## EXERCISE PROMPT
In your copy, leave out all pictures and reproduce every entry exactly.

## DATA FOR PROCESSING
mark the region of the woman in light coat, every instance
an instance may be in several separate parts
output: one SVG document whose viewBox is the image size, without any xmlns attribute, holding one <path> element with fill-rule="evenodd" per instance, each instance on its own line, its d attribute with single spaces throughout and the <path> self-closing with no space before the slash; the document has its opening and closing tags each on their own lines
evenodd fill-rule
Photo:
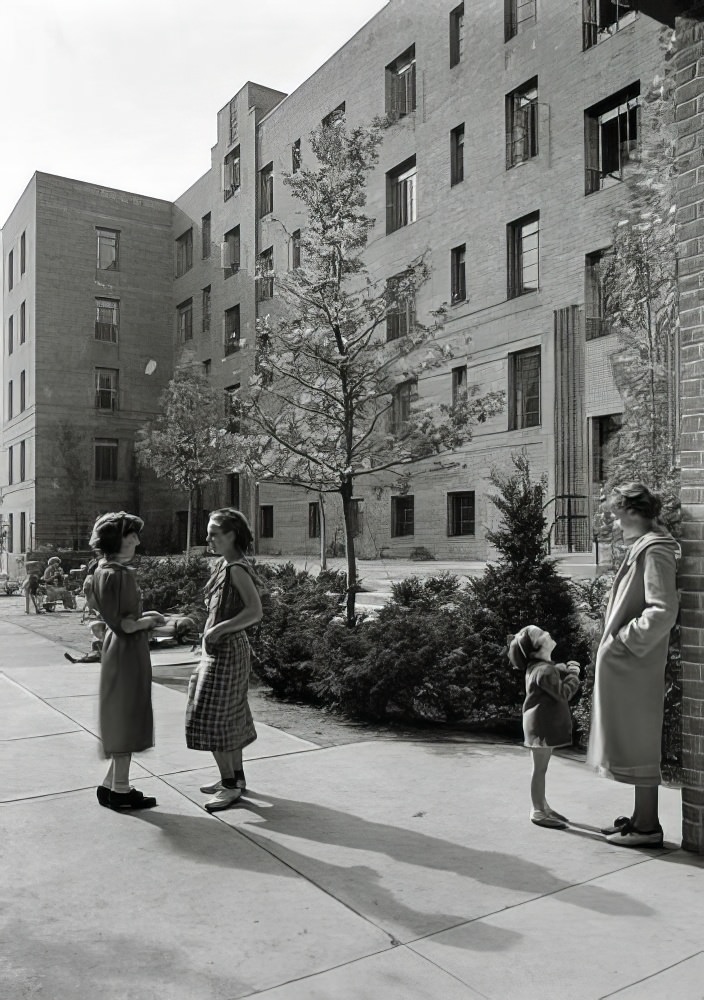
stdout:
<svg viewBox="0 0 704 1000">
<path fill-rule="evenodd" d="M 680 550 L 659 521 L 659 498 L 641 483 L 616 487 L 607 504 L 630 548 L 611 588 L 596 658 L 588 759 L 603 776 L 635 786 L 633 815 L 606 827 L 606 839 L 658 847 L 665 664 L 679 606 Z"/>
</svg>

## ANSWER FOR THE TASK
mark the region of the woman in light coat, every instance
an instance may be in several separate parts
output: one SVG document whose viewBox is the image size, without any xmlns attribute, holding one <path> element with fill-rule="evenodd" per instance, each instance on its own line, its d attribute with single spaces throughout and the <path> self-closing with no space before the slash; the document has its opening and closing tags each on their own lines
evenodd fill-rule
Photo:
stdout:
<svg viewBox="0 0 704 1000">
<path fill-rule="evenodd" d="M 680 550 L 659 521 L 659 498 L 641 483 L 616 487 L 607 504 L 630 548 L 611 588 L 596 658 L 588 759 L 603 776 L 635 786 L 633 815 L 606 827 L 606 839 L 658 847 L 665 664 L 679 606 Z"/>
</svg>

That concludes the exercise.